■ ИСХОДНЫЙ ОТРЫВОК:
Тогда из членов своей бывшей группы и примкнувших к ним демобилизованных солдат Гласс сформировал «штандарт», состоявший из шести рот. Вначале он передал свой полк местному руководству СА. Однако Глассу очень быстро надоели и характер службы, и настроения, царившие в СА. И он выехал в Берлин, где предложил свой полк руководству СС. Весною 1934 года его идею поддержал группенфюрер СС Виттье. Гиммлер распорядился оформить полк в качестве 89-го штандарта СС. Руководство же СА Австрии расценило действия Гласса как предательство.

Сейчас уже трудно установить, посвятил ли Гласс, ставший штурмбанфюрером СС, берлинское руководство СС в свой план ликвидации режима Дольфуса путем организации путча. План этот сам по себе не был чем-то новым: еще летом 1933 года группа национал-социалистских полицейских чиновников Вены намеревалась свергнуть австрийское правительство. Но осуществлен он не был, поскольку Гитлер посчитал, что внешнеполитическая обстановка для этого еще не созрела.

Эсэсовец Гласс не стал считаться с вето фюрера и разработал новый план путча. Он собирался во главе 150 своих солдат арестовать правительство, которое должно было собраться на очередное заседание в ведомстве канцлера в Вене, захватить радиостанцию, заявить о низложении правительства. Он считал, что вслед за тем по всей стране поднимутся штурмовики. Хабихт, доверенное лицо Гитлера по всем австрийским вопросам, услышав о плане Гласса, вызвал того в Мюнхен. Встреча их состоялась в начале июня 1934 года. Гласс утверждал, что значительная часть венской полиции и некоторые войсковые части поддержат национал-социалистский путч. И Хабихт дал свое согласие.

Более того, он познакомил Гласса с нужными людьми — бывшим капитаном Рудольфом Вайденхаммером, начальником штаба СА, и штурмбанфюрером СС Отто Густавом Вехтером, своим заместителем в Вене. Оба они загорелись идеей путча и распределили обязанности: Вехтер брал на себя политическое руководство, а Гласс — военную подготовку путча. Вайденхаммер же должен был осуществлять контакты с внешним миром. 25 июня 1934 года они встретились с Хабихтом в Цюрихе и обсудили последние детали. Гласс получил задание готовить акцию, заручившись поддержкой венской полиции и военных. Вайденхаммер должен был обеспечить доставку оружия и получить согласие австрийского посла в Риме, Антона Ринтелена, выступить в роли нового канцлера.

Подготовительные мероприятия прошли успешно. Ринтелен заявил о своей готовности стать канцлером. Комендант Вены, подполковник Зинцингер, был готов принять участие в путче и даже взялся обеспечить обмундированием людей Гласса, которые должны были ворваться в ведомство канцлера и арестовать министров. Собравшись 16 июля на квартире Хабихта в Мюнхене по улице Кунигунденштрассе, 60, они установили дату путча — 24 июля пополудни, когда кабинет министров должен был собраться на свое последнее заседание перед летними каникулами.

■ СПИСОК МАТЕРИАЛОВ:
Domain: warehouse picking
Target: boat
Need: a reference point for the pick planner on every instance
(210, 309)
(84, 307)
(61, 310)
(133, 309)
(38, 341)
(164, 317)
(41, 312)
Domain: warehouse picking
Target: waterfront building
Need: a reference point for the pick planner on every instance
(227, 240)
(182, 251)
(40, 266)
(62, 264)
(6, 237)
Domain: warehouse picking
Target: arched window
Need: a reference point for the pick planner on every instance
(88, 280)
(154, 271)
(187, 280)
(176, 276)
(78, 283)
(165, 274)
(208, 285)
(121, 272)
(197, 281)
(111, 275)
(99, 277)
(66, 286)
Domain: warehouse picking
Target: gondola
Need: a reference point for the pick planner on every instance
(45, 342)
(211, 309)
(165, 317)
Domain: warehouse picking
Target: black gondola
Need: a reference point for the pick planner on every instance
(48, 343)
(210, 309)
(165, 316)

■ СУТЬ ЗАДАНИЯ:
Ответьте на вопросы по отрывку:
(a) Каким по номеру штандартом СС Гиммлер велел оформить полк Гласса?
(b) В каком городе Хабихт встретился с Глассом, Вехтером и Вайденхаммером 25 июня 1934 года?
(c) На какой день и время назначили путч?

■ РЕШЕНИЕ:
(a) 89-м штандартом СС.
(b) В Цюрихе.
(c) На 24 июля, пополудни.